**What you have to do:** Update the records from the line that has "canal water in the photo above." through the end of the records by replacing "congestion tally" with "traffic count". Leave everything else unchanged.

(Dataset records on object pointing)
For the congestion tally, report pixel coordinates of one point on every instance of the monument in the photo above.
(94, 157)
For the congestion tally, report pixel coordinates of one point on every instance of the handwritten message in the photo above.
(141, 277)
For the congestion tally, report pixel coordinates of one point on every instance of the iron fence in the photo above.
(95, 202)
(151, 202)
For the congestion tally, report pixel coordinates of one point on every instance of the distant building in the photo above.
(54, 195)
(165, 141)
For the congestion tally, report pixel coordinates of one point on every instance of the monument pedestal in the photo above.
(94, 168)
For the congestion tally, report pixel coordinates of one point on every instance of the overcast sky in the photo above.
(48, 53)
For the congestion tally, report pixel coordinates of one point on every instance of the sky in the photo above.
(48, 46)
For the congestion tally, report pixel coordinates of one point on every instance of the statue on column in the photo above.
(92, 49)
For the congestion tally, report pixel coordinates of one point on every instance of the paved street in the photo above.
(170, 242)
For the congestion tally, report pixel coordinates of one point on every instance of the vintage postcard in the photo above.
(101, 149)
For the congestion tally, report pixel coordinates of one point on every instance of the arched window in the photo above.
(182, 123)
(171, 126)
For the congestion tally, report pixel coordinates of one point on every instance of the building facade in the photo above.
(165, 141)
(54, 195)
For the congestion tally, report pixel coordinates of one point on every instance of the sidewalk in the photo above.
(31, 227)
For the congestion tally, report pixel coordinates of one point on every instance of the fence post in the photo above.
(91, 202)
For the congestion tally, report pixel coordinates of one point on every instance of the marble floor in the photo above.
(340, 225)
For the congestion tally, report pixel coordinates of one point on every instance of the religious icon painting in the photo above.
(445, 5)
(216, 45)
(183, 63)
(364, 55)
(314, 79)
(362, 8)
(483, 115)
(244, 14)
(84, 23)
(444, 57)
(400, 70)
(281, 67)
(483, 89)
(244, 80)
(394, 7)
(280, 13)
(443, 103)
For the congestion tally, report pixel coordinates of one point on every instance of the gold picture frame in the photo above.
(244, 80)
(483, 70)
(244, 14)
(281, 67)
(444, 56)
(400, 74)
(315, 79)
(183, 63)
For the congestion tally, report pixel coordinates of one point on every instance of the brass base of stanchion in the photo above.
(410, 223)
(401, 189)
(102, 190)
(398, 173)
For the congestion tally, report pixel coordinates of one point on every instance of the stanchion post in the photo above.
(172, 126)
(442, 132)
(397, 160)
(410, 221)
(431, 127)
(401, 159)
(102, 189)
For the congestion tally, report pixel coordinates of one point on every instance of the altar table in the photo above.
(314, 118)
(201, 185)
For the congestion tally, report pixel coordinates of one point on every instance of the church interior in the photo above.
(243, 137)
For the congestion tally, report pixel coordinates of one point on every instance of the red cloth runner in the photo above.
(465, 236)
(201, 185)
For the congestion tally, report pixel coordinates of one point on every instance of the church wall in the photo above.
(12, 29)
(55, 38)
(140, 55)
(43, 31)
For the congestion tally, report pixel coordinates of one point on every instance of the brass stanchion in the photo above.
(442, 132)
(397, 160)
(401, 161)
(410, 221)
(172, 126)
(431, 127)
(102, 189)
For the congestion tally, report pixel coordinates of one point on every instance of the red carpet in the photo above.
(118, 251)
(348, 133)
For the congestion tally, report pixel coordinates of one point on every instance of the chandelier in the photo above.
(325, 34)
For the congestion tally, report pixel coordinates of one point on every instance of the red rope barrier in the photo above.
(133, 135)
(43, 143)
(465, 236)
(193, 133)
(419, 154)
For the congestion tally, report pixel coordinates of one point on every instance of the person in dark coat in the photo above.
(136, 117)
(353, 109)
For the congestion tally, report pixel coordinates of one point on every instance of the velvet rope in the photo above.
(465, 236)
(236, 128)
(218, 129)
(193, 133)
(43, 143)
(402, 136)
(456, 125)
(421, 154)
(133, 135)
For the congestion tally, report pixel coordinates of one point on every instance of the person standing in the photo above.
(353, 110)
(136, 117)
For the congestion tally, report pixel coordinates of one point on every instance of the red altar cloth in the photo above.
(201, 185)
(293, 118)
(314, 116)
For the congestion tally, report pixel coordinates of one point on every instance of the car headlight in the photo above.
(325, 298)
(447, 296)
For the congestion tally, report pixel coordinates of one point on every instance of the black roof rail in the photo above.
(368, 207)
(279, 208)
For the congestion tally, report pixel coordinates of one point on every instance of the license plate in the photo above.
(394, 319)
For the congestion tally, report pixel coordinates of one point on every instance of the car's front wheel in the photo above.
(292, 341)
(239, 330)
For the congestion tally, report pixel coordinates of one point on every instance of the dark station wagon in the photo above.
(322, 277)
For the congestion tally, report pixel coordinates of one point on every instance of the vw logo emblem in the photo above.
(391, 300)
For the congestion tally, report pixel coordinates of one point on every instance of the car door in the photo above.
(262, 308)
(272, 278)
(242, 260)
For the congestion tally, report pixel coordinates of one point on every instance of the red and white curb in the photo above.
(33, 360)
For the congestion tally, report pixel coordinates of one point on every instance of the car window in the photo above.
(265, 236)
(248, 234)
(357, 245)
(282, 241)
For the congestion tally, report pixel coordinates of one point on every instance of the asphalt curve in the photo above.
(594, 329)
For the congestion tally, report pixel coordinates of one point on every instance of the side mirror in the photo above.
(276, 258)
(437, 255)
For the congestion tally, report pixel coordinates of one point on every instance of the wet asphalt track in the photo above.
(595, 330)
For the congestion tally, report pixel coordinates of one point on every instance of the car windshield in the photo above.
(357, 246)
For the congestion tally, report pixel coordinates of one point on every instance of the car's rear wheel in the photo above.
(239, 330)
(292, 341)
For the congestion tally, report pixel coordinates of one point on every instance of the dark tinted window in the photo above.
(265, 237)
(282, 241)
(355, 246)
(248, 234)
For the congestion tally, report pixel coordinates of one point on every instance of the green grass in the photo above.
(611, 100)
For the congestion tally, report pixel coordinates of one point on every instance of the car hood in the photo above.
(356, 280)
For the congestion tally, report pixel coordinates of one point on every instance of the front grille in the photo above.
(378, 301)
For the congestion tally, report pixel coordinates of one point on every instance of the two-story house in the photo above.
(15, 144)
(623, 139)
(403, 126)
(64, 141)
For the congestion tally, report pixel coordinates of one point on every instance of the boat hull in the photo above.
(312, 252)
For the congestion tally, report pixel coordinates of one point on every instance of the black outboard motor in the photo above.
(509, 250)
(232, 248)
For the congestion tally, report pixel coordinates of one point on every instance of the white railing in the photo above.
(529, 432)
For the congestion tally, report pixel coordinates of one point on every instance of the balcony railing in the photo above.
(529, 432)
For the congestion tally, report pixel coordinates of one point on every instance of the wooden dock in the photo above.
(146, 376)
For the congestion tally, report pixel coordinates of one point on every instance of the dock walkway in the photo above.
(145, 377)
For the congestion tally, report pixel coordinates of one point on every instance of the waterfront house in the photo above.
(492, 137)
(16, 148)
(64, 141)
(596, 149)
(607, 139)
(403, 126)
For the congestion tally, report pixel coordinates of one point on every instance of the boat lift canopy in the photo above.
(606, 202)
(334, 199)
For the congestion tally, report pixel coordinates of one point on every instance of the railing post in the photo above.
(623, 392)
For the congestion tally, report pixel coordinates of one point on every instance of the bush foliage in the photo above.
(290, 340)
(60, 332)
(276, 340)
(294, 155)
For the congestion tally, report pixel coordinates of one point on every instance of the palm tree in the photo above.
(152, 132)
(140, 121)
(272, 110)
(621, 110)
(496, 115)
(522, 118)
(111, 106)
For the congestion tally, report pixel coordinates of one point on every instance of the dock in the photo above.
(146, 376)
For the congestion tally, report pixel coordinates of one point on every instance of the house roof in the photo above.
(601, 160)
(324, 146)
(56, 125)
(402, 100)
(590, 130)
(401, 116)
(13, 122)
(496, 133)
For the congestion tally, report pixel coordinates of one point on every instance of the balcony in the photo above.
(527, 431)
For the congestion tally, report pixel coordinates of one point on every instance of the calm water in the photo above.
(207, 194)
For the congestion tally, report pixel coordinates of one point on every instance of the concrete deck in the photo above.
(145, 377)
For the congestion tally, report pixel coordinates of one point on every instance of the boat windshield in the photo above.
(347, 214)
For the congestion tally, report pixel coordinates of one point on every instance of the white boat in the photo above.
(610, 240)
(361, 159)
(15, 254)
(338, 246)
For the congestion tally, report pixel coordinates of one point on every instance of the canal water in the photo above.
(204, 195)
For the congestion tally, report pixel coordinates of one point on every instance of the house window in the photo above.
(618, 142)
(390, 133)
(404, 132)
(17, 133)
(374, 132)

**Worked solution:**
For the traffic count, report pixel coordinates of one point on every instance of the canal water in the photo above.
(204, 195)
For the traffic count, report pixel coordinates of one point on every instance of the house window in the photo above.
(618, 142)
(390, 133)
(404, 132)
(17, 133)
(374, 132)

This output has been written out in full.